*YOUR INSTRUCTIONS:* Reproduce every line of the records below without any changes, but omit the pictures from your copy.

[A block of data]
Start

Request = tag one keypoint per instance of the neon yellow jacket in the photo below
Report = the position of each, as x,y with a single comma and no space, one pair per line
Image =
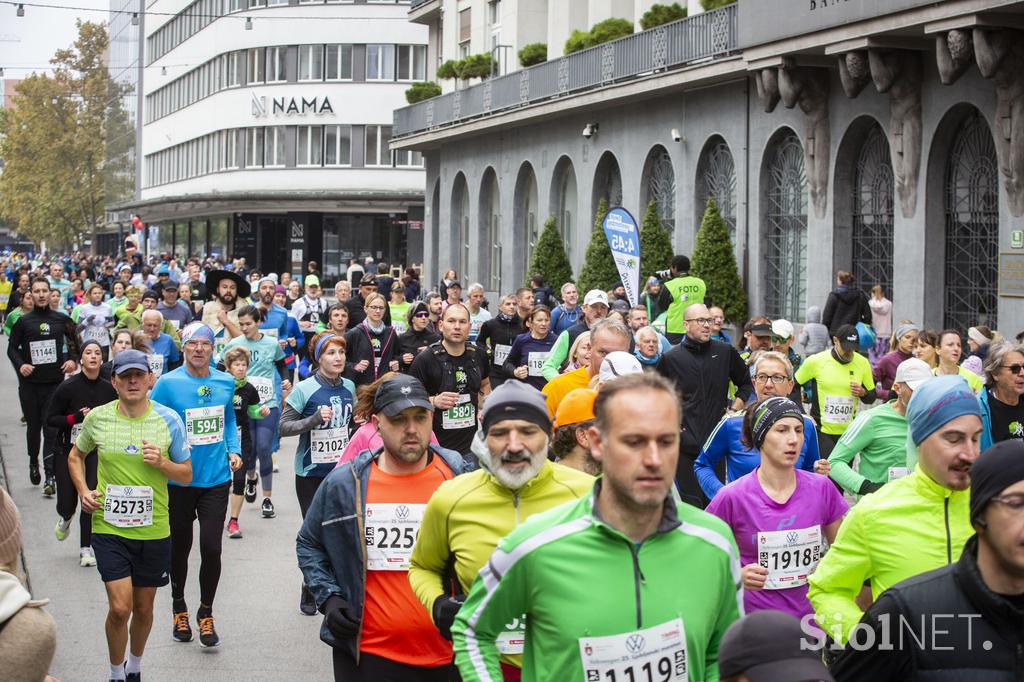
910,525
466,517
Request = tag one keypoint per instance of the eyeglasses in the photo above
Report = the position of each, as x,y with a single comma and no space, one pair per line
773,378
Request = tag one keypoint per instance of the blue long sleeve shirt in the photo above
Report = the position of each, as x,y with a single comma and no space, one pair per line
739,460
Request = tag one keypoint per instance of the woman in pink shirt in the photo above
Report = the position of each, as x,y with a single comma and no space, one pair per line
367,436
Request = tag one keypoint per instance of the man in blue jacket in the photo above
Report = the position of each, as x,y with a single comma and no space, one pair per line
354,546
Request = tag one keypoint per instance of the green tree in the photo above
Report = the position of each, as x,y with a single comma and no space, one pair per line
53,142
655,245
598,269
549,257
715,262
658,14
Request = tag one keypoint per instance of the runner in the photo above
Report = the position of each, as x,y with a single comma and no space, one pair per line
203,397
455,375
629,537
467,516
879,436
268,376
772,377
140,445
838,379
781,516
69,407
43,347
247,407
912,524
529,350
320,412
357,570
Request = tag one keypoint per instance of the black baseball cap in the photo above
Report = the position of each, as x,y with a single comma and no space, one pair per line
848,337
400,392
766,647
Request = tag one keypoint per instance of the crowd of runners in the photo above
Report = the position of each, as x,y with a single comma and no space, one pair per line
545,486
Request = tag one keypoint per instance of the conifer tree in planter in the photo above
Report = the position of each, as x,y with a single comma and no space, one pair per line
549,257
715,262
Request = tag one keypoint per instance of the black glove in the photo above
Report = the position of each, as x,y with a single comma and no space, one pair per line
444,610
868,486
340,619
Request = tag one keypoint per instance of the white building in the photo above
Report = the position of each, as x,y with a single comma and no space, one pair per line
265,129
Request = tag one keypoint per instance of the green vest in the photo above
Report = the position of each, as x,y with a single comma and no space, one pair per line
685,291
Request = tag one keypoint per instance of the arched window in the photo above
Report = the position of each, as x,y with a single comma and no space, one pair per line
972,212
785,229
872,214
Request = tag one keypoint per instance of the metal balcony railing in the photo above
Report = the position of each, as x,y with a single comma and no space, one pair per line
705,36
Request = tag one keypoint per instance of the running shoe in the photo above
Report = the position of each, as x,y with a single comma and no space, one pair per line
60,529
207,633
181,631
250,489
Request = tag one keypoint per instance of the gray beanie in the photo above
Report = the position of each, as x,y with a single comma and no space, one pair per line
515,399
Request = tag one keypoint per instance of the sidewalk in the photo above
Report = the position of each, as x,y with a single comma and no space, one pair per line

End

*THE COMPLETED TASK:*
Request = tag one keypoint per instance of the neon yellow jacket in the photo below
Report = the position of each, as x,y with a single comma and no space, one pair per line
Image =
910,525
466,517
Request = tag one keypoint per instance of the eyeglasses in the photo above
Report = the position of each, as x,y with a single comma and no space, one pair per line
773,378
Request = tag one keypoint per instance of the blue long sleeve shirt in the photo above
Report = the position of each, as x,y with a single comma and no space, one pair per line
739,460
Request = tag one keypoint per instance of the woman in pink shirt in the photo above
Report = the position of each, as x,y with a single comma and no space, one pair per line
367,436
Request = tag one keypoint per instance of the man in blue jacket in the photo above
Report = the position of each, as x,y with a single comma and no space, one pair per line
354,546
Request = tag one keypoint per instance of the green tree in the photo above
Report = the position of each, as x,y with a single comma and no space, one pair per line
53,142
655,245
598,269
549,257
715,262
658,14
Request = tag one keypoint per instance of the runner in the photo above
Report = the position of each, as x,y with a single comma and no space, one pair per line
203,397
455,375
629,537
467,516
879,436
268,376
772,377
140,445
838,379
781,516
69,407
43,347
247,407
912,524
529,350
320,412
357,570
Request = tag one keypoint per instance of the black baseball cap in the photo above
Report = the position of each, as x,y with a single comma and no space, one pair per line
848,337
400,392
766,647
Request = tag one keypoint per instance of the crowd of runners in the photo above
Report = the position of each, as x,y with a single comma and no space, one pair per line
545,486
Request = tag one keypoint per instance of the conifer tree in planter in the photo above
Report = the position of each, as x,y with a single comma and no space, one pair per line
549,257
715,262
Request = tag one keypoint per instance of the black glove in the photo above
Report = the position of each, as x,y with a single comma and no space, one pair per line
444,610
868,486
340,619
Request = tag one keypoint per instance of the white building in the photo above
Report = the position of each, as x,y with a single comma and no space, one pair per line
265,129
Request = tag one keypoint per instance of the green vest in the photo above
Report = the position of each, as x,y with a single comma and no space, one pair per line
685,291
Request = tag one keypoint per instance of the arched window in the photo above
Report = the position of each, as x,y with a single comma and no space, one pair per line
972,212
785,229
872,214
Request = tag one keypoint per instance of the metal balcony railing in the photo above
Report = the position of each, as x,y with a single comma and no space, one pair per line
705,36
Request = tag one keypoint per instance of the running shoe in the photo above
Report = the position of each, as x,y with a single comma and no space, one pair per line
60,529
207,633
181,631
250,489
Request = tag one keypoint per instance of the gray beanie in the photo above
Report = the position of each, as x,y with a single comma and no space, one pair per line
515,399
Request = tag one keypoint per instance of the sidewalk in the photo above
Report = the position of each, as x,y with a single comma and no space, one pair per line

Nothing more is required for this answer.